• To do:
**A)** In the essay on life's turning points, how old was the writer's son when the writer's father died?
**B)** Write the next part of the essay on life's turning points, starting right after its final sentence.

[Provided passage Boundary: Start]

There are times, happenings, even moments, in our lives that truly change their courses. When this thought recently occurred to me, I looked back on my 76 years and thought about the most significant in my own.
Likely the first was when my father died. Funny, that Sunday he’d called and asked if we were going to come for our normal dinner visit. We weren’t planning to do so that particular weekend, but there was something in his voice. So we went. Next morning, early, I got the call from my mother: “Your father’s dead.”
It was a long ride to their home, out in the country at the other end of the county. And I remember hoping that maybe, just maybe, she was wrong. This was just a mistake. But it wasn’t, and when I finally returned home I broke down. It wasn’t so much his passing as the thought that he would never get to see more of our ten-month-old son’s life. As Gil Scott-Heron wrote, “We are the ones who tie our fathers to our sons.” And for me, that tie had now been broken.
I’ve been fired twice. The first time really doesn’t count, because the company I was working for was going down the drain anyway, and it was more of a layoff. When they finally stabilized they called me back as a consultant. It was that second firing that really got to me. I was fired from my own business. After rescuing a guy from a dead-end job, and forming a partnership where I was the principal organizing factor, five years in he got tired of what he considered my lack of ambition and told me to move out.
Wow, that hurt. Sure, I ended up getting an appreciable monetary settlement after a lengthy litigation, but being thrown out in the street from the business that I created and pretty much ran was a real knock. In retrospect, he was probably right, at least in the sense that we had very different ideas on how to do business. And, after a short period of feeling utterly destroyed, I landed on my feet in my typical, improbable fashion. As it was, it turned out to be one of the best things that ever happened to me, career wise.

[Provided passage Boundary: End]
[Data for analysis Boundary: Start]

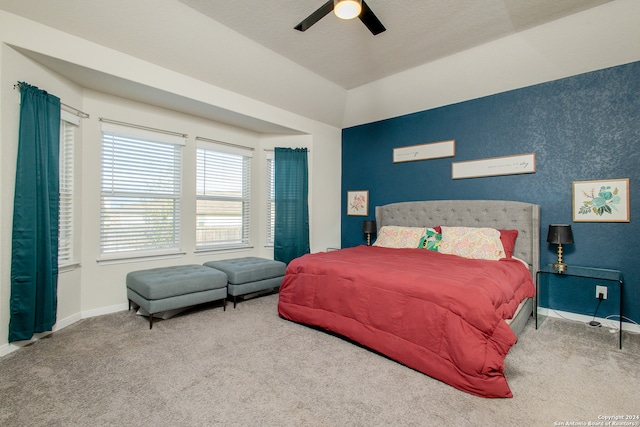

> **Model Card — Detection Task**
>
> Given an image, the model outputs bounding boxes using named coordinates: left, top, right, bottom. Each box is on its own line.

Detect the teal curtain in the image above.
left=9, top=82, right=60, bottom=342
left=273, top=148, right=310, bottom=264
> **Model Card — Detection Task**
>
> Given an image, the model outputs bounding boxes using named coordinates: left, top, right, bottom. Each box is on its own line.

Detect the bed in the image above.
left=278, top=200, right=540, bottom=397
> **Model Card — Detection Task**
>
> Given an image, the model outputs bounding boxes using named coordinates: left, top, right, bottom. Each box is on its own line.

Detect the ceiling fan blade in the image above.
left=293, top=0, right=333, bottom=31
left=359, top=0, right=387, bottom=36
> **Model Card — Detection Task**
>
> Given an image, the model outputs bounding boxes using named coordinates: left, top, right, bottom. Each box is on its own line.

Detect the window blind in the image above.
left=196, top=142, right=253, bottom=249
left=265, top=153, right=276, bottom=245
left=100, top=125, right=184, bottom=256
left=58, top=111, right=79, bottom=266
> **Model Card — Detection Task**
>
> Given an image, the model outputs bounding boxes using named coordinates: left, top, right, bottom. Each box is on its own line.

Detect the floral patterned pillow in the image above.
left=439, top=226, right=506, bottom=261
left=418, top=228, right=442, bottom=252
left=373, top=225, right=426, bottom=248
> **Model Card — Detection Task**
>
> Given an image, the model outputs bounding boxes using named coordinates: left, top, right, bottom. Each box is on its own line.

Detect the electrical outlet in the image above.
left=596, top=285, right=607, bottom=299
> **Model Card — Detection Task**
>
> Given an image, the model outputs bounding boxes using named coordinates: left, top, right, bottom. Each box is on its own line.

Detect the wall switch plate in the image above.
left=596, top=285, right=607, bottom=299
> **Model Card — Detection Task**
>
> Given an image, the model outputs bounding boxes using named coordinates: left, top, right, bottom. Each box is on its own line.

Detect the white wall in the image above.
left=0, top=11, right=341, bottom=355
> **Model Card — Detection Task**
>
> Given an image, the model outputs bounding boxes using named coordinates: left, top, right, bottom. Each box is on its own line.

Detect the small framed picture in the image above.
left=347, top=190, right=369, bottom=216
left=571, top=178, right=629, bottom=222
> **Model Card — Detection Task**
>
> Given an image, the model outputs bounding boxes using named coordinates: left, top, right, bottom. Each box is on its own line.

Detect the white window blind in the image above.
left=196, top=142, right=253, bottom=250
left=265, top=153, right=276, bottom=245
left=100, top=124, right=184, bottom=256
left=58, top=111, right=80, bottom=266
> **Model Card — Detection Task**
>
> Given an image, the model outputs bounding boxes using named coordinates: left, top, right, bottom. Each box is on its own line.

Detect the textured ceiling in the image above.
left=174, top=0, right=610, bottom=89
left=0, top=0, right=611, bottom=89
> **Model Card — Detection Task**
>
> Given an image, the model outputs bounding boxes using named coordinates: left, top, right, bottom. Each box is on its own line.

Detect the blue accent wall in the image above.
left=342, top=62, right=640, bottom=322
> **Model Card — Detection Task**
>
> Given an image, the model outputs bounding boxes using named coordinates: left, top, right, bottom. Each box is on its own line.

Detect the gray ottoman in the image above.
left=204, top=257, right=287, bottom=308
left=127, top=264, right=227, bottom=329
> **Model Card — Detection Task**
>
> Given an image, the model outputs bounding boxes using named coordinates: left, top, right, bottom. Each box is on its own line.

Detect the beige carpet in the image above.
left=0, top=295, right=640, bottom=426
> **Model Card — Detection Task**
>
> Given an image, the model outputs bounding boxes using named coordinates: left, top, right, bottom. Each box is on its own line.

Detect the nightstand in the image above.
left=534, top=264, right=623, bottom=348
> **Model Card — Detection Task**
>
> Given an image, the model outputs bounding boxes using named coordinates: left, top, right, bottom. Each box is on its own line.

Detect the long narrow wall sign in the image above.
left=393, top=139, right=456, bottom=163
left=451, top=153, right=536, bottom=179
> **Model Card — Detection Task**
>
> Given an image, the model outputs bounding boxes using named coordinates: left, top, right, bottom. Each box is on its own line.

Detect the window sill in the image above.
left=58, top=262, right=80, bottom=274
left=194, top=245, right=253, bottom=256
left=96, top=252, right=187, bottom=265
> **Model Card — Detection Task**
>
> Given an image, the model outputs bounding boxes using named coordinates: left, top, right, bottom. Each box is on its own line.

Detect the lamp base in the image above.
left=553, top=262, right=567, bottom=273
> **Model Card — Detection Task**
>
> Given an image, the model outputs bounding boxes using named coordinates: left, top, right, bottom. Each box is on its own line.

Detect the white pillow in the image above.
left=373, top=225, right=427, bottom=248
left=439, top=226, right=506, bottom=261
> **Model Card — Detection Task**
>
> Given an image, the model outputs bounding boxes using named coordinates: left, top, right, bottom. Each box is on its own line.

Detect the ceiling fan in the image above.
left=294, top=0, right=386, bottom=36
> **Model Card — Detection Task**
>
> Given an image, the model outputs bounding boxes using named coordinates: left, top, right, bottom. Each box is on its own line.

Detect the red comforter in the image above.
left=278, top=246, right=535, bottom=397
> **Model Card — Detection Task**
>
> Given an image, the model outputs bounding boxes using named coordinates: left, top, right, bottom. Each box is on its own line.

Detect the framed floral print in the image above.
left=347, top=190, right=369, bottom=216
left=572, top=178, right=629, bottom=222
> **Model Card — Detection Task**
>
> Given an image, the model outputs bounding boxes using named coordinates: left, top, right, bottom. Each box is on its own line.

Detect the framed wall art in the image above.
left=571, top=178, right=629, bottom=222
left=393, top=139, right=456, bottom=163
left=347, top=190, right=369, bottom=216
left=451, top=153, right=536, bottom=179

[Data for analysis Boundary: End]

• Answers:
**A)** The son was ten months old.

**B)**
Finally, and much more traumatically, came the crisis with my wife. It was supposed to be a “routine” brain surgery to remove a benign tumor impinging her optic nerve–three days in the hospital and then home for Christmas. Instead it turned into a months-long fight for her life that, ultimately, miraculously, and against all odds, ended with her suddenly re-emerging as her same, beautiful self. Oh, did I mention, in the middle of this my sister died a mysterious death in frozen Brattleboro, Vermont and, as her only surviving relative, I had to simultaneously deal with that crisis.
I remember that cold, January drive to Vermont as if it were yesterday, having to leave my poor wife behind. In Morrisville, New Jersey, the overwhelming sadness and guilt with that situation finally overtook me and I had to leave the Interstate to wander about that town in the frozen air to compose myself. At last I was able to compartmentalize and turn my full attention to attacking the uncertainty that lay before me in New England with the mess that my sister left in her wake. Probably no choice I‘ve ever taken has been more difficult. But nothing I’ve ever experienced has left me stronger.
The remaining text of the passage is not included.